> [INSTRUCTIONS TO FOLLOW]
Find every line in the items below that contains the word "suit" and copy each of those lines.

[Items from a pointing dataset]

-------

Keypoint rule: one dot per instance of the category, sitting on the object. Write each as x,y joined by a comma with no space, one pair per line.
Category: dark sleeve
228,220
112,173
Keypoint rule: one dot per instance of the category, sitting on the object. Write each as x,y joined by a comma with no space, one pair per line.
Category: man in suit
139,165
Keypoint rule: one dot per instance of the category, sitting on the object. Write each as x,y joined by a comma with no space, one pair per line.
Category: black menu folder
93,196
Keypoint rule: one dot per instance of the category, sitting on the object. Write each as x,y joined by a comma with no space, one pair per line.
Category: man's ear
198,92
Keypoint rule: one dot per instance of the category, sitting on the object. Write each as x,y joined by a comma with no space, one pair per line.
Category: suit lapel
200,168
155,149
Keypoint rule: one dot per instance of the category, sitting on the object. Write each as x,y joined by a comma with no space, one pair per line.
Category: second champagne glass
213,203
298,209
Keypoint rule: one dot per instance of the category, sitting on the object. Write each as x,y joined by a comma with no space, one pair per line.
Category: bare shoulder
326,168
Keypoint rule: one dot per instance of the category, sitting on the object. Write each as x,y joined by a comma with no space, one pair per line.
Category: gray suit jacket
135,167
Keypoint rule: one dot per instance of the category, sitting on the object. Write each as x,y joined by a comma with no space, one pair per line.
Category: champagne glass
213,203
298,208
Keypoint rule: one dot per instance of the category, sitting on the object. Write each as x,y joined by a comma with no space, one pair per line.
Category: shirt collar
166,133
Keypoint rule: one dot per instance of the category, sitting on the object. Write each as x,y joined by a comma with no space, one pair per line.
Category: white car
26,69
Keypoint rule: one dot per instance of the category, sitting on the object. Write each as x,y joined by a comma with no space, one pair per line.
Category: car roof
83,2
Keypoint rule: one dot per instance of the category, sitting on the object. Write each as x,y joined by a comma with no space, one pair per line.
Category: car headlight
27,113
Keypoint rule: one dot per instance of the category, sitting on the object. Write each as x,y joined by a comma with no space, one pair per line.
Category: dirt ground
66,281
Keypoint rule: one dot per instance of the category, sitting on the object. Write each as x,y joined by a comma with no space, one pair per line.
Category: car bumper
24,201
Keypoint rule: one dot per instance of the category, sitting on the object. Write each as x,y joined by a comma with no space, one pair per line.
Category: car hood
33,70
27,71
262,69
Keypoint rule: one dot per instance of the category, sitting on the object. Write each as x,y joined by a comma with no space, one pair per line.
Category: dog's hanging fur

-------

> [REPLY]
Category: man in suit
Category: suit lapel
Category: gray suit jacket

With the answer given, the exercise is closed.